== Material shown ==
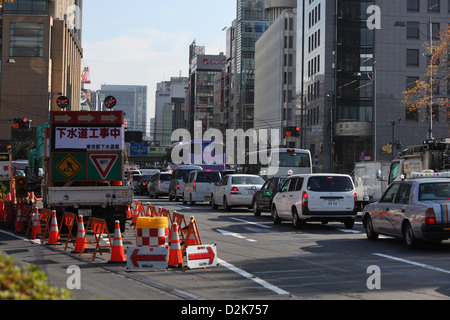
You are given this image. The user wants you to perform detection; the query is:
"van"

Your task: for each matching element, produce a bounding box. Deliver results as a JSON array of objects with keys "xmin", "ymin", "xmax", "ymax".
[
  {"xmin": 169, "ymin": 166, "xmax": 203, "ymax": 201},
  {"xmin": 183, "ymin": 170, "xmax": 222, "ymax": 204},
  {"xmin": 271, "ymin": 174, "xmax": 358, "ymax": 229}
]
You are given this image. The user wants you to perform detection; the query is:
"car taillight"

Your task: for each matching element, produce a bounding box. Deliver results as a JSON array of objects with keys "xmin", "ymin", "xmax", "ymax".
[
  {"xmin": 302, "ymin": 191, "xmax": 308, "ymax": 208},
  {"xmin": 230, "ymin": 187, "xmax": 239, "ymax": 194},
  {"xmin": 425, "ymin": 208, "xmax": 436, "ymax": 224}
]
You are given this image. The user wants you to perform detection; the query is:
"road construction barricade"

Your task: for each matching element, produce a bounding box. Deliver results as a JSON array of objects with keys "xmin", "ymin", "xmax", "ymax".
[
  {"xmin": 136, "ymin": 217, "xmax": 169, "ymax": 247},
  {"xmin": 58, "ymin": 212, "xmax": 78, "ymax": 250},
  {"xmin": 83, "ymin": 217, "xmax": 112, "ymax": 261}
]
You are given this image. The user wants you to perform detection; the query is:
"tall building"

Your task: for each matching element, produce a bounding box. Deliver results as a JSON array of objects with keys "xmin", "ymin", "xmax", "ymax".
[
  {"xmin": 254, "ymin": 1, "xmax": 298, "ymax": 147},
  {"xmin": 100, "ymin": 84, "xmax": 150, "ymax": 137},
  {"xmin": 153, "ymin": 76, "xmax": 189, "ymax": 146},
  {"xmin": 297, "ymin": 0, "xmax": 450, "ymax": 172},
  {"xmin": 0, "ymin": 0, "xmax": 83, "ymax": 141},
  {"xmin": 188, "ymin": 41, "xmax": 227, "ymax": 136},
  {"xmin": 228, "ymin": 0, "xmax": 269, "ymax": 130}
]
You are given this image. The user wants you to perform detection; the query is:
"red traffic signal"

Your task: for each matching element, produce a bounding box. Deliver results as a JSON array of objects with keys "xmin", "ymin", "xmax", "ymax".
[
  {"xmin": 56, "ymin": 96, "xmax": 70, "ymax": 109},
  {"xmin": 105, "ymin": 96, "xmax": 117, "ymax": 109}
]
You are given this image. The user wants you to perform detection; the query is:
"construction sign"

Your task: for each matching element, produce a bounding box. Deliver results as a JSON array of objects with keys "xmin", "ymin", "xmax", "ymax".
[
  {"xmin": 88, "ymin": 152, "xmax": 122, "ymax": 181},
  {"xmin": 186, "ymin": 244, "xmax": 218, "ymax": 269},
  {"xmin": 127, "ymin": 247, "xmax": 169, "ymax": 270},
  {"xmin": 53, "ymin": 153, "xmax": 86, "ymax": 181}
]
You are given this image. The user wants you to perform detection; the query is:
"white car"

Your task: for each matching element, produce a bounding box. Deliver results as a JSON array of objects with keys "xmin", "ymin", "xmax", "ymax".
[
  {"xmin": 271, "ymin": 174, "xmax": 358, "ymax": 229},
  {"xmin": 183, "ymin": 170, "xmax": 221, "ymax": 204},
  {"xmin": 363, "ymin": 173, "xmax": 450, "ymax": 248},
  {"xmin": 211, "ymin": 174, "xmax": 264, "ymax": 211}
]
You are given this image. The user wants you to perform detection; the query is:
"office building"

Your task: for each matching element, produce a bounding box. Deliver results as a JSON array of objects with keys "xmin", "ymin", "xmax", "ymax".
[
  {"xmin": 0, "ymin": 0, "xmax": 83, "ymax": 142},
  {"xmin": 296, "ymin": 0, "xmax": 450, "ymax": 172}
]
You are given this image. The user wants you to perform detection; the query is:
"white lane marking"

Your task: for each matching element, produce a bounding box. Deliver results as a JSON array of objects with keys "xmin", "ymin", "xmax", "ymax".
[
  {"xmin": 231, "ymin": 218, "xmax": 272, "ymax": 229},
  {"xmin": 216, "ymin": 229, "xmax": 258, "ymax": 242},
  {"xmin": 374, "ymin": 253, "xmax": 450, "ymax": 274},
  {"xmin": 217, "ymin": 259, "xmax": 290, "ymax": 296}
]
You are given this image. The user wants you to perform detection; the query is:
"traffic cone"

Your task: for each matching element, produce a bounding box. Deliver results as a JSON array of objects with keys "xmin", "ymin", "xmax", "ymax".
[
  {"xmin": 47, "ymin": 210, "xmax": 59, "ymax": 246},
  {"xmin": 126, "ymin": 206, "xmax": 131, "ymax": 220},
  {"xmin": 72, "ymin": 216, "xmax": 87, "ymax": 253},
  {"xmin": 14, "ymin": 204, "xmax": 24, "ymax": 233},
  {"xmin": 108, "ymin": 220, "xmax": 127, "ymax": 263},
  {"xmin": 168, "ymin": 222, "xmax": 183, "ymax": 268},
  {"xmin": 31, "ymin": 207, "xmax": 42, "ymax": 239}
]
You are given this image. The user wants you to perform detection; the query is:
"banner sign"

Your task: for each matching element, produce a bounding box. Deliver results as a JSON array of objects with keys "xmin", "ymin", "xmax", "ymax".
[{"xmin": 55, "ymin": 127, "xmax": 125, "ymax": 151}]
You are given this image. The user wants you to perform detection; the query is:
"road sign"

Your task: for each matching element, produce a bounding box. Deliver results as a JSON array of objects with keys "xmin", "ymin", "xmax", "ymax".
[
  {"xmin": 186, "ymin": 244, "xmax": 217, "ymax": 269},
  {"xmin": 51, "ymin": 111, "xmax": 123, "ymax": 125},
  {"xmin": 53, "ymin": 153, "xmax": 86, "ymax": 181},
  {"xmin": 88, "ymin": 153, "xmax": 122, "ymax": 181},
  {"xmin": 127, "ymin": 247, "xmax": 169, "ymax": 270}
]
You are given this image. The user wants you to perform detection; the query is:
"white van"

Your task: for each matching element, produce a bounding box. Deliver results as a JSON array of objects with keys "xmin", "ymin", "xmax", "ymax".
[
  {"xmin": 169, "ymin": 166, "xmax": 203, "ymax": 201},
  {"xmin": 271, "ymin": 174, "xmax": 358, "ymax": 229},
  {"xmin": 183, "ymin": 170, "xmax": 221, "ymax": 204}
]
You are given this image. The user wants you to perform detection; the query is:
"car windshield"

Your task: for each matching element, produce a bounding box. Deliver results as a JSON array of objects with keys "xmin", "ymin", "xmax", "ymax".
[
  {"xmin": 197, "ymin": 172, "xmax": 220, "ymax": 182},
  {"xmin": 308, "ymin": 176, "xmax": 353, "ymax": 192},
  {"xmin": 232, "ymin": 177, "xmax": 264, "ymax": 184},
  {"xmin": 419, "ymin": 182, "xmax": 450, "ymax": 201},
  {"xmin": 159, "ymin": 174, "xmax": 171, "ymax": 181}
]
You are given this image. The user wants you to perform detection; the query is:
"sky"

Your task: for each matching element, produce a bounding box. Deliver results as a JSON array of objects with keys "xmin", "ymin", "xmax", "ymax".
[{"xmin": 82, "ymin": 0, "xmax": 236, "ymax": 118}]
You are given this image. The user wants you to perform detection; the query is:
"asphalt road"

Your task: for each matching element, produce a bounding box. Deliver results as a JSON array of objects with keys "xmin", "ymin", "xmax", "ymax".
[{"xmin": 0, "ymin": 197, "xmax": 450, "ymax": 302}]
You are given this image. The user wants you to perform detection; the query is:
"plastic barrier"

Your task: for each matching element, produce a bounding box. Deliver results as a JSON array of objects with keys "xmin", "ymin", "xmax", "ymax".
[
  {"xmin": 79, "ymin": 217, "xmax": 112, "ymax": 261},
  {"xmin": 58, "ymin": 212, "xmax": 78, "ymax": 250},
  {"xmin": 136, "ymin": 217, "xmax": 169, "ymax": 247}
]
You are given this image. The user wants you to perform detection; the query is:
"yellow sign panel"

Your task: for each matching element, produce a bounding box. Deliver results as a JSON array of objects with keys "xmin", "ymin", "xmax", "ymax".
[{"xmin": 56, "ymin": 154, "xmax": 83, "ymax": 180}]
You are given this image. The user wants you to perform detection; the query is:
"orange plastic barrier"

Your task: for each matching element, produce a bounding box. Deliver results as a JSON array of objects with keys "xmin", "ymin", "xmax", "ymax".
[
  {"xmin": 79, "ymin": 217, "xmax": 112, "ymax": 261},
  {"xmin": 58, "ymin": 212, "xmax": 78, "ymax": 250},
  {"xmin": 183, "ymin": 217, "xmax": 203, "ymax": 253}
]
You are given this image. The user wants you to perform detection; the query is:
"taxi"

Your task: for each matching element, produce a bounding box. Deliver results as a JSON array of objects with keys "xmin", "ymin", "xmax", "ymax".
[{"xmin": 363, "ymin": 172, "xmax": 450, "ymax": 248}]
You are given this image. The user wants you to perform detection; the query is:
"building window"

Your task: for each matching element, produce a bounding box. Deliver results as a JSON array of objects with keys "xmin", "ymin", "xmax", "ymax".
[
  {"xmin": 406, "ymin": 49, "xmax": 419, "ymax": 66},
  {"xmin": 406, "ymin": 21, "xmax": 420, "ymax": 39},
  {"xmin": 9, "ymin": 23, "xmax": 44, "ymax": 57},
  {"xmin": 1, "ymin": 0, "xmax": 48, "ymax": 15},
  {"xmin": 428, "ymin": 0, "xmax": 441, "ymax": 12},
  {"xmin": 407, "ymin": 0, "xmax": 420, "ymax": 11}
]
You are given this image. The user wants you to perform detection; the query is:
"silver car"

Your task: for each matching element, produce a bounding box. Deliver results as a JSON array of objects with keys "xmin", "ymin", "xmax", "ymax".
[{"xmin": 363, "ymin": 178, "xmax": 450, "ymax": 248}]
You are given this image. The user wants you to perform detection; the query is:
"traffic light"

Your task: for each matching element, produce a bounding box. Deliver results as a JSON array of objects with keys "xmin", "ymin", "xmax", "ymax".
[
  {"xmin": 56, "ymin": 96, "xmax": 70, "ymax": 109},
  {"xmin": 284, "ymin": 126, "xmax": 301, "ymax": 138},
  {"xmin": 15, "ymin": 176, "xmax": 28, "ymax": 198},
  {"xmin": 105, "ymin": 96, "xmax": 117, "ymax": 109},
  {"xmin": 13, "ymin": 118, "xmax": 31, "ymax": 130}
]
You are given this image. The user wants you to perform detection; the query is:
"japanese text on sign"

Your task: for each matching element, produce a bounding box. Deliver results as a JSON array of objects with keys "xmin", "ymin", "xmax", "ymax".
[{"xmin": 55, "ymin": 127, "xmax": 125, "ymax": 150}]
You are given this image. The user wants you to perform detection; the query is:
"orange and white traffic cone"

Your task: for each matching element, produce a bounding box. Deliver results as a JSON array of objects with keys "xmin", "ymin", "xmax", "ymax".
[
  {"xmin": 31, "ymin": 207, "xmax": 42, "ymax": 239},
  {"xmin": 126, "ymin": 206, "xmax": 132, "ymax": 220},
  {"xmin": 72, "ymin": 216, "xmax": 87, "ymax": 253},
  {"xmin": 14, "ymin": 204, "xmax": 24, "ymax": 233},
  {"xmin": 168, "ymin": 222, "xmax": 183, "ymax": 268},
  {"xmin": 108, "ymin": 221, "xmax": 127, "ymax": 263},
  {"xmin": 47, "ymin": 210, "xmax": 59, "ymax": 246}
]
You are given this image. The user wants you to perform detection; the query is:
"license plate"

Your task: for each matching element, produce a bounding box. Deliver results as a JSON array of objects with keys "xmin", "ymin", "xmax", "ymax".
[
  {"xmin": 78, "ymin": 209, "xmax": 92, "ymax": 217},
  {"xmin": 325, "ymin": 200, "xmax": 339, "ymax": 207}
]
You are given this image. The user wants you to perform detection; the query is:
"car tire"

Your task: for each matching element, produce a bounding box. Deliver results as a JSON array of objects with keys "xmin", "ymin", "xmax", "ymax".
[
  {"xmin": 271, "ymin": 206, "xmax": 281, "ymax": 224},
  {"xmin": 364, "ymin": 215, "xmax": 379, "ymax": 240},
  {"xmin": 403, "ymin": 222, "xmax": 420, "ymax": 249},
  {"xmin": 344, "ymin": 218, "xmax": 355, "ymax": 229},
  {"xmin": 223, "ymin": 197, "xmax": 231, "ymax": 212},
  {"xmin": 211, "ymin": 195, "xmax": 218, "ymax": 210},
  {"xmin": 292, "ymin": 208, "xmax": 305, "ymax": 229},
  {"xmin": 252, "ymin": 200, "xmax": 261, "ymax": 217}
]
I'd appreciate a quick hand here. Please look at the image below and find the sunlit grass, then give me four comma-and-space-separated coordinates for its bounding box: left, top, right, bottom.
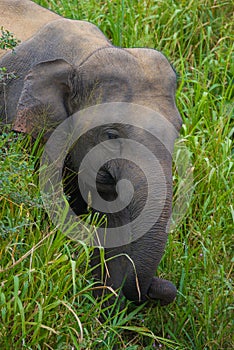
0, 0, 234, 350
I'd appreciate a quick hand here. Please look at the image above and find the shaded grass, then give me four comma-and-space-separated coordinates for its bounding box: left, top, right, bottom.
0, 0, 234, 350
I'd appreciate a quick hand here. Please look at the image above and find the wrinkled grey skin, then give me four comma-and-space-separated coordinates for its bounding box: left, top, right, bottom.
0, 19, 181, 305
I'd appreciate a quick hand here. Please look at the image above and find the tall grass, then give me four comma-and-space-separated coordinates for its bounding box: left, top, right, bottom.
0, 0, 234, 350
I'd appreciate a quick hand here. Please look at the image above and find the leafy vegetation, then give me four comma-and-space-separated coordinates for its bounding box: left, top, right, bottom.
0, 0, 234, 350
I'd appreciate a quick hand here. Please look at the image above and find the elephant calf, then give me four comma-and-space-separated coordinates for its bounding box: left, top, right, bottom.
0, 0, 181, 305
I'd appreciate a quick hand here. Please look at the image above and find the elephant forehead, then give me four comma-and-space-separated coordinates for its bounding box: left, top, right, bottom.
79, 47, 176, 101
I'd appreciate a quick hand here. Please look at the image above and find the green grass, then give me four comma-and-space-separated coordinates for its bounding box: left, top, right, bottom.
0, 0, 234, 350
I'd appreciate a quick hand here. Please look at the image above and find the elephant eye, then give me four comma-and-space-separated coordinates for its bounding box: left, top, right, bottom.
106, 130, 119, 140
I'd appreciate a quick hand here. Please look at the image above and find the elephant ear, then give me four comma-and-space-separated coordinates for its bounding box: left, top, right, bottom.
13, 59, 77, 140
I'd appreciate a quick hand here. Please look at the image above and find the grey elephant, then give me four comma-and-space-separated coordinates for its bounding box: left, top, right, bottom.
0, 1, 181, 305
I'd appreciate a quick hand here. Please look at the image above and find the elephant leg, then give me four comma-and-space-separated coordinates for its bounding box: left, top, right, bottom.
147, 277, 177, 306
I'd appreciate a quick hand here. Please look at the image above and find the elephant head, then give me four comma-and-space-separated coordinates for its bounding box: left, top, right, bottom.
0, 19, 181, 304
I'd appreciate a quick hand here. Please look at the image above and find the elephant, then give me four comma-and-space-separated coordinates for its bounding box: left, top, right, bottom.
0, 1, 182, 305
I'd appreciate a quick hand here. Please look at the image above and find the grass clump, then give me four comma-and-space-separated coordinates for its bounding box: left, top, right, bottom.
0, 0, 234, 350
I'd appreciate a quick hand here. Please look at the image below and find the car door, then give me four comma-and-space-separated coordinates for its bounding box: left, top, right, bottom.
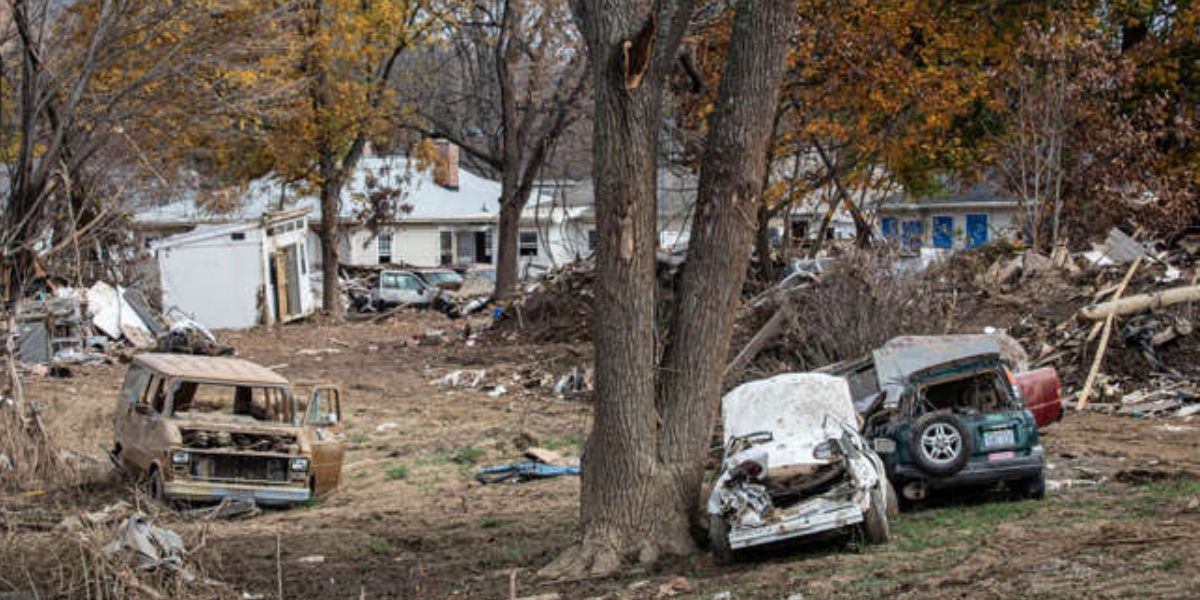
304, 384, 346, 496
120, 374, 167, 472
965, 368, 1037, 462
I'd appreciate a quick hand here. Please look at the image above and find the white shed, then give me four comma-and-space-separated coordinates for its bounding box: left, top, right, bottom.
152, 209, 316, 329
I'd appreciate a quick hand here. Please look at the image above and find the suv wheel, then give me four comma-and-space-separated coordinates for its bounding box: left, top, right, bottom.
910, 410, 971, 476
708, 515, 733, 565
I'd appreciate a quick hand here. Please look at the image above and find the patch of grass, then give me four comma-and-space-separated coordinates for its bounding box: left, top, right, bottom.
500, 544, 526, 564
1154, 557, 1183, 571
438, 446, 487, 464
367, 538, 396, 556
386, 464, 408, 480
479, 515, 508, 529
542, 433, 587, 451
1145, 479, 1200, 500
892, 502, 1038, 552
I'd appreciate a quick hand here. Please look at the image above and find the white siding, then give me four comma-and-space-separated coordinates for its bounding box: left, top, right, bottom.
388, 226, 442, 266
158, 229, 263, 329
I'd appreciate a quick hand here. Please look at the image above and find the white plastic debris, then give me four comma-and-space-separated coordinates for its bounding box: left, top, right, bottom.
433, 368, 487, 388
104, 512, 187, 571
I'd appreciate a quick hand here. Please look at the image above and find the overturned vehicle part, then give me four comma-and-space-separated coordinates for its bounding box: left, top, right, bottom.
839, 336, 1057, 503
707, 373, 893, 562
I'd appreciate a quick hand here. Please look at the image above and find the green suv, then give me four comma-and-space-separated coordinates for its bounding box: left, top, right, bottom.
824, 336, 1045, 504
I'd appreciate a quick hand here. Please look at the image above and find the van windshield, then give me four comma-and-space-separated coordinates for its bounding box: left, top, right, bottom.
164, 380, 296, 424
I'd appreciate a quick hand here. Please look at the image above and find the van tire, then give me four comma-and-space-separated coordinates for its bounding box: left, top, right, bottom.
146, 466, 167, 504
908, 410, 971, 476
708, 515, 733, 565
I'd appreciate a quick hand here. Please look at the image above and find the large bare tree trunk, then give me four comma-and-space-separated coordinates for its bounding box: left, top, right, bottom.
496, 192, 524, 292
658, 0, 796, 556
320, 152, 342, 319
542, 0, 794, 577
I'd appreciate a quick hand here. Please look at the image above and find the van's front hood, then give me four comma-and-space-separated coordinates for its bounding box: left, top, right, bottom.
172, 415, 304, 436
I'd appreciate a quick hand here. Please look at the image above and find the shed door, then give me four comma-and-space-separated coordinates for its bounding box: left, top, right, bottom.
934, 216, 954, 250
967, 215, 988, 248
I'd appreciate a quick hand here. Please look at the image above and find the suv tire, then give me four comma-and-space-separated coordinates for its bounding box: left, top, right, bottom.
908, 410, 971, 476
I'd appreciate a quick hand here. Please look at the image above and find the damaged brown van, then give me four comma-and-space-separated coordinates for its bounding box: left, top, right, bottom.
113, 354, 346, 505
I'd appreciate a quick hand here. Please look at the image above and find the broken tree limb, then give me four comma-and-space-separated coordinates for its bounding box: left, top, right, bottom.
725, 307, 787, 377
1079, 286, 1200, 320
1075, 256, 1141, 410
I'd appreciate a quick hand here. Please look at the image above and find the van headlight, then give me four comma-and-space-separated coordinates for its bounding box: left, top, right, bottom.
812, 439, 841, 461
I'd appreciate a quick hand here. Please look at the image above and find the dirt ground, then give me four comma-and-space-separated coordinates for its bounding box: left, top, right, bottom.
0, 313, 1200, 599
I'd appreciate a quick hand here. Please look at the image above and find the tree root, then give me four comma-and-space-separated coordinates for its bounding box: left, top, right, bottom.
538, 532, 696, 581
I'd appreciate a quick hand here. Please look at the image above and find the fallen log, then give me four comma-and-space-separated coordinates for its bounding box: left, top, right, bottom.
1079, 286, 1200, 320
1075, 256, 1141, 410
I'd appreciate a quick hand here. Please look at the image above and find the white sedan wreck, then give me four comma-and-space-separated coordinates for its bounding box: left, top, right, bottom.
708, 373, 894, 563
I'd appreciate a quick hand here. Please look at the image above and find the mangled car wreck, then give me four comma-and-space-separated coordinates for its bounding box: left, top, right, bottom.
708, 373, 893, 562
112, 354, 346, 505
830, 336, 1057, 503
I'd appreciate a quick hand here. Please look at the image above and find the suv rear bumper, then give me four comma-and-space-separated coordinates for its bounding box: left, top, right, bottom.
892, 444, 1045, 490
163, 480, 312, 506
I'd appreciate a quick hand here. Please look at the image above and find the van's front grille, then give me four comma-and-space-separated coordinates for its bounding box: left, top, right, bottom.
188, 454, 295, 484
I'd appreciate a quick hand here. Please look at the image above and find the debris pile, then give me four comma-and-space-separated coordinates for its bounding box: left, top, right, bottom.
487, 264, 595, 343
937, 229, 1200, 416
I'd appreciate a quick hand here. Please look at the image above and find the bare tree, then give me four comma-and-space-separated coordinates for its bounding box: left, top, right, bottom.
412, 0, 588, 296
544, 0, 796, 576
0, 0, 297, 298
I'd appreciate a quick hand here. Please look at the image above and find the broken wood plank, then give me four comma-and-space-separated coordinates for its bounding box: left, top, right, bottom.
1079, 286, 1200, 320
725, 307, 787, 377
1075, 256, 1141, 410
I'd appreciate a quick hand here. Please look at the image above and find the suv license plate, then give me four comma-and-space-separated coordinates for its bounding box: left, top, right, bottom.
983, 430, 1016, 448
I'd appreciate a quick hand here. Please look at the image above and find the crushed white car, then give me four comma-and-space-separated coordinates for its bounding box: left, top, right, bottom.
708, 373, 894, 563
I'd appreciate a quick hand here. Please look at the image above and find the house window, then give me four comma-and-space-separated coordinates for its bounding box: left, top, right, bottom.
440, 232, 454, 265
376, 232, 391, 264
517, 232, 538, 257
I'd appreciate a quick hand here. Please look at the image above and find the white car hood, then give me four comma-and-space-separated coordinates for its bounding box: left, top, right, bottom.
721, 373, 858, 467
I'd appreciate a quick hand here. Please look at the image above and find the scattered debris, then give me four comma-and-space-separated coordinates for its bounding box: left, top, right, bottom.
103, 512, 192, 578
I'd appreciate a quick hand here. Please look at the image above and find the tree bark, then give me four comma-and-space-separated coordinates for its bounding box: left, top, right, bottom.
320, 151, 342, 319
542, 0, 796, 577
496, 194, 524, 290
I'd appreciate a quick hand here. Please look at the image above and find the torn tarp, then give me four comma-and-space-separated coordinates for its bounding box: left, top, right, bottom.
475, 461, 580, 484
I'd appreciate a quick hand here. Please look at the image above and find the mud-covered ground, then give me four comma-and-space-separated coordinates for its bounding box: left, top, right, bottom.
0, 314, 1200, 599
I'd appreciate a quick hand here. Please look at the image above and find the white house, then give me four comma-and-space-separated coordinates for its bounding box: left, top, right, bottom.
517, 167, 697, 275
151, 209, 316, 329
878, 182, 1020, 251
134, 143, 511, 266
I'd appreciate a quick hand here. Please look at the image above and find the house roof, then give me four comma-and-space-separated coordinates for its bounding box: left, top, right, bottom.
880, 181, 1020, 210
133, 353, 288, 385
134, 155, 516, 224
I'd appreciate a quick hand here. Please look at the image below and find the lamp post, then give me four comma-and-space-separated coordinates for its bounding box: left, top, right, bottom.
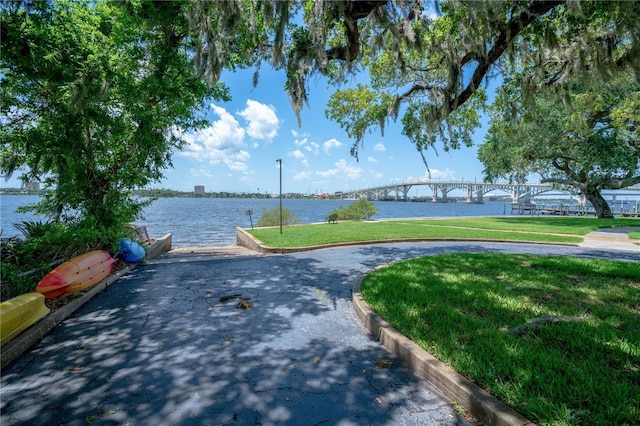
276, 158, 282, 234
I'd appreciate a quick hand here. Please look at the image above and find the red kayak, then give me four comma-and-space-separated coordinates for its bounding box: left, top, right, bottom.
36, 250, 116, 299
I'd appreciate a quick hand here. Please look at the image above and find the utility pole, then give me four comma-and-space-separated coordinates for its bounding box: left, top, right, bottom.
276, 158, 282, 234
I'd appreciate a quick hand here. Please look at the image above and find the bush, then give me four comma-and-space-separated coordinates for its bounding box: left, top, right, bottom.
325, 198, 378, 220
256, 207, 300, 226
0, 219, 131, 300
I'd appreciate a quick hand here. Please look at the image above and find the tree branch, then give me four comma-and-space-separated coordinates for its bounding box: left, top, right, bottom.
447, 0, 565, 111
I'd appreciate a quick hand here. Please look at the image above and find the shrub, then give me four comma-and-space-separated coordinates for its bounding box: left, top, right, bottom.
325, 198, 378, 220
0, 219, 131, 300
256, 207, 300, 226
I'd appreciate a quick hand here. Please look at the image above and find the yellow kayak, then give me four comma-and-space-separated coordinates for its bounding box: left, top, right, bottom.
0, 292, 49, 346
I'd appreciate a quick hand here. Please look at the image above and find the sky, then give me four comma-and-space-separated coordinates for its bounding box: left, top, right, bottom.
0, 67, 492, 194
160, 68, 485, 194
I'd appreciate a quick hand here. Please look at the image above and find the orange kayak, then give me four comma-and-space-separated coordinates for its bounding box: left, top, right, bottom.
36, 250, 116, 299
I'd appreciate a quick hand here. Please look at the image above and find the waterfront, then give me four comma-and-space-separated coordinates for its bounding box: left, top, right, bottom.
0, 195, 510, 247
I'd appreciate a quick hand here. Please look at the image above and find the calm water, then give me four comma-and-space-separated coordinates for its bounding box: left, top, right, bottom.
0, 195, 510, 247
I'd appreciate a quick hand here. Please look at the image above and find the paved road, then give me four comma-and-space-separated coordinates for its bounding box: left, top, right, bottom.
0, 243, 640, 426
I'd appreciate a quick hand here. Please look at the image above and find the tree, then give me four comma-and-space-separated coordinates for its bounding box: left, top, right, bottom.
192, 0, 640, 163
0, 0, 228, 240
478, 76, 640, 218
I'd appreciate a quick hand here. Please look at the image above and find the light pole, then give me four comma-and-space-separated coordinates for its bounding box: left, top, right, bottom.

== Exercise aim ==
Set down, unchanged, the lines of the records above from the one containing "find the wrinkled" through the one containing "0, 19, 181, 305", including both.

== Answer to the task ==
I'd appreciate a quick hand here. Please look at the image above and find the wrinkled grey skin, then give me four comma-and-space-separated coordinates for its bounding box: left, top, right, bottom.
0, 19, 181, 305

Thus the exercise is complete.